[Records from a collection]
-=-=-
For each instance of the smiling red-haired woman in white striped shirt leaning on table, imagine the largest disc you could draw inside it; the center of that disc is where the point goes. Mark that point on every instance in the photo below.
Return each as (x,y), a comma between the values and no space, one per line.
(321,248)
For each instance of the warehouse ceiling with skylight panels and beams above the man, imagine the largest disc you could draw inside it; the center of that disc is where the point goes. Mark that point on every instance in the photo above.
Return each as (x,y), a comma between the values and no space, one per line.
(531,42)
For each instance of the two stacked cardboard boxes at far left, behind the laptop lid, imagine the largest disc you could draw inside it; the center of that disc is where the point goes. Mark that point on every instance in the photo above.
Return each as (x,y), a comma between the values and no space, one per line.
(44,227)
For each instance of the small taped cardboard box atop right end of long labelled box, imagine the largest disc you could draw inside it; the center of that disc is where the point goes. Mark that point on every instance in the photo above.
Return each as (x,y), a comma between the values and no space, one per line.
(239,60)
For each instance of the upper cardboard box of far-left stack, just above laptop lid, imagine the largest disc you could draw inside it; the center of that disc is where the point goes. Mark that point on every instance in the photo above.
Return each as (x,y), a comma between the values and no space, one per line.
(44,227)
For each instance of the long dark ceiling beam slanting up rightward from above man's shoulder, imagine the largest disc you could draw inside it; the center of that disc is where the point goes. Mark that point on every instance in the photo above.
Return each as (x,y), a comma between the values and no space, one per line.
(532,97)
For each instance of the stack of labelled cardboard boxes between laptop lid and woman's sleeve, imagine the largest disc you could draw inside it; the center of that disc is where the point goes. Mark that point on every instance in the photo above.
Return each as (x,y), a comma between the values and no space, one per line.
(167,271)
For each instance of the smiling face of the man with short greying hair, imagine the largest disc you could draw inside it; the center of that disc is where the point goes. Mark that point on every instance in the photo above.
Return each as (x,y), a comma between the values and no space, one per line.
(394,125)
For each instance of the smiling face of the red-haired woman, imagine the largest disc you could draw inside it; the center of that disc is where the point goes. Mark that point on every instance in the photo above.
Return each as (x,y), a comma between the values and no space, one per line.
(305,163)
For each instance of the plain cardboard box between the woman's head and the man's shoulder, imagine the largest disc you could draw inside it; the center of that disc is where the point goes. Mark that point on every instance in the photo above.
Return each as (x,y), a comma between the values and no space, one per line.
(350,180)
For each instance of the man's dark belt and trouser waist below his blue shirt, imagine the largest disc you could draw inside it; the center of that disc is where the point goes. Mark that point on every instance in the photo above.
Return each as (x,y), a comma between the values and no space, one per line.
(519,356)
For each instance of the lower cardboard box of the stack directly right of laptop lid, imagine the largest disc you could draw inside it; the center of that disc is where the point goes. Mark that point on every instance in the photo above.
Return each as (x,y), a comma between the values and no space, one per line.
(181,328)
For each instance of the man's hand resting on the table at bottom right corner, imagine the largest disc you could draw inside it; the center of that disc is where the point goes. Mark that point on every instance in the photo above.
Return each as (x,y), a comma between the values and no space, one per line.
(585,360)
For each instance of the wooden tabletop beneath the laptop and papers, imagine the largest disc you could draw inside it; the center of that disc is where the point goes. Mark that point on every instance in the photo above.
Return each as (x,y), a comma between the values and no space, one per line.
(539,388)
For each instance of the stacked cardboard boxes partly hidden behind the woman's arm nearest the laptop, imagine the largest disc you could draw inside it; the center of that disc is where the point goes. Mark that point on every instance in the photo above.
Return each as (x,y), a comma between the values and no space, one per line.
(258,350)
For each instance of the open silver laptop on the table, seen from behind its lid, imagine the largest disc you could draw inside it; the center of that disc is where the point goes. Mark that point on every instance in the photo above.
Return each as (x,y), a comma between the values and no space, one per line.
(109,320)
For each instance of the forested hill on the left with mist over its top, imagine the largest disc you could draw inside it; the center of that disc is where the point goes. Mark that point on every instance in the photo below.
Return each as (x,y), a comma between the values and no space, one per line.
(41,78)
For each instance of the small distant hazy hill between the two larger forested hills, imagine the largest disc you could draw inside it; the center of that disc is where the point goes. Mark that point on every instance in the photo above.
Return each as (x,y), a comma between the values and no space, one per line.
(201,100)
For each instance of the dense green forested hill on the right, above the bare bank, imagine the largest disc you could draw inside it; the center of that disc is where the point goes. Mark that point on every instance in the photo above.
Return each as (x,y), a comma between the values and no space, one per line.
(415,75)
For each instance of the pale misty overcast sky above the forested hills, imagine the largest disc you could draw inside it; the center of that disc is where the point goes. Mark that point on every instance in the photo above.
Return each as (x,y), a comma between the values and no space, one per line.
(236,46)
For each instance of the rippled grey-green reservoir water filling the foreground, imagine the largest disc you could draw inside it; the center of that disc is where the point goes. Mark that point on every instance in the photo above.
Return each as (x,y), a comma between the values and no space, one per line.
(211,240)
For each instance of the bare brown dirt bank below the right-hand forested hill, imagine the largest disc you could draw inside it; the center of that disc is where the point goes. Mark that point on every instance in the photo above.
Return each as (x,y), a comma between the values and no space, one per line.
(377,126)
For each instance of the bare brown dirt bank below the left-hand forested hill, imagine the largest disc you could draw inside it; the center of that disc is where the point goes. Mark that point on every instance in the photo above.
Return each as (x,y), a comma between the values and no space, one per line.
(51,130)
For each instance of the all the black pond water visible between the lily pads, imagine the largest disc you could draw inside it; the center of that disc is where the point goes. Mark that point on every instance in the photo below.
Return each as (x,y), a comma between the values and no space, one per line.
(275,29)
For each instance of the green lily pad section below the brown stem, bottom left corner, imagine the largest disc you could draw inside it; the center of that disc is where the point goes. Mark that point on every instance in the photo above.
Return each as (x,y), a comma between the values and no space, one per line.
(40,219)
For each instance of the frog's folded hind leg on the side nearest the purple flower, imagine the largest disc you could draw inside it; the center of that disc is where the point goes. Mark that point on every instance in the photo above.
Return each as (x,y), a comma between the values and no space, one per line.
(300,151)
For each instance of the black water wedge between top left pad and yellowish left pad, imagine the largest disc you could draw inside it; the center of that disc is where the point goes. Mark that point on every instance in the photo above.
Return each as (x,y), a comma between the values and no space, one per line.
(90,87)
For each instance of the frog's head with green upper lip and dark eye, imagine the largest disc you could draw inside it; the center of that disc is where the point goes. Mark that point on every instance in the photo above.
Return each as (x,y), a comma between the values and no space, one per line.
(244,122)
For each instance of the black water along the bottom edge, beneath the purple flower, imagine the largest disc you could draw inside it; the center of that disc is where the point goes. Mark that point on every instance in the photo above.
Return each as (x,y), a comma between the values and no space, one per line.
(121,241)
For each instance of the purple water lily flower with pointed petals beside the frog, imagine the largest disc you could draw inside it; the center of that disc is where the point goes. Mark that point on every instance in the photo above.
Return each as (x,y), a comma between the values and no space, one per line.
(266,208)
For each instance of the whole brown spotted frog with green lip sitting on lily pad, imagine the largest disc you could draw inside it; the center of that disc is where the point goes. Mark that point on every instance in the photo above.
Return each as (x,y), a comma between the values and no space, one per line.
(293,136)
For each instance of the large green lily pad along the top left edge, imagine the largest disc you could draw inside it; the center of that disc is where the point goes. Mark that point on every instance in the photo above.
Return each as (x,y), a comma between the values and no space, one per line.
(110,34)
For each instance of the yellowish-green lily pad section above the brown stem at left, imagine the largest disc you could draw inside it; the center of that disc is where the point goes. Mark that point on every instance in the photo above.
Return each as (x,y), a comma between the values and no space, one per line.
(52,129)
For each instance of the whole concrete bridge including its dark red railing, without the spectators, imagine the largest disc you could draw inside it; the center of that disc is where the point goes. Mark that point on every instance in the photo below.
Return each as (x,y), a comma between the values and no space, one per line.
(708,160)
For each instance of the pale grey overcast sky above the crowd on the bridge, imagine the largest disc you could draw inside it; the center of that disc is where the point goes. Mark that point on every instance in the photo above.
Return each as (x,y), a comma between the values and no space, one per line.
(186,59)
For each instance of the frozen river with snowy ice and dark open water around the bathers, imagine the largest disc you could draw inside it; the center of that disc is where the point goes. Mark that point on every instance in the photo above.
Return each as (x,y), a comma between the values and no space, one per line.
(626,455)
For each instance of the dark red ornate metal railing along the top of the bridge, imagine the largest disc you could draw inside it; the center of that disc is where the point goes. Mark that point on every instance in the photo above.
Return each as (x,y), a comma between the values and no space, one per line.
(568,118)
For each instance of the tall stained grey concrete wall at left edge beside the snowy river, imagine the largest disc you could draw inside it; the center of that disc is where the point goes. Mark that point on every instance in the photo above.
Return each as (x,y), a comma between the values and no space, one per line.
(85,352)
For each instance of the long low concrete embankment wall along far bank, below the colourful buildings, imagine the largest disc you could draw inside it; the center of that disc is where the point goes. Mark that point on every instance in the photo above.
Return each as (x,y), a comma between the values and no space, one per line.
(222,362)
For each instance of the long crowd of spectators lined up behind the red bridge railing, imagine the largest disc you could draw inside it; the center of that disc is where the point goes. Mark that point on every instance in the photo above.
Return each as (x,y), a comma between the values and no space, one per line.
-=-=-
■ **EXERCISE DETAILS**
Lines in the data that hold "black" must be located and copied.

■ **EXERCISE RESULT**
For each instance of the all the black pond water visible between the lily pads, imagine the largest disc you could draw inside it; the center of that disc is where the point goes. Mark that point on every instance in the photo below.
For each instance of the black water wedge between top left pad and yellowish left pad, imagine the largest disc you could draw inside it; the center of that disc is where the point goes. Mark that point on every instance in the photo above.
For each instance of the black water along the bottom edge, beneath the purple flower, imagine the largest disc you could draw inside it; the center of that disc is where the point goes. Mark that point on every instance in the photo above.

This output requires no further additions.